> [What you need to do]
Reproduce the records below line for line, with no changes.

> [Exercise materials]

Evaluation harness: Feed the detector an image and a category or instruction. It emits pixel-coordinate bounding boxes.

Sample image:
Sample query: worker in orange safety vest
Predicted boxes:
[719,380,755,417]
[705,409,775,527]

> [Completed exercise]
Evaluation harness: Feed the detector an image and a category or instruction. It emits pixel-coordinate bounding boxes.

Sample image:
Sample query: worker in orange safety vest
Predicted boxes:
[719,380,755,417]
[705,409,775,527]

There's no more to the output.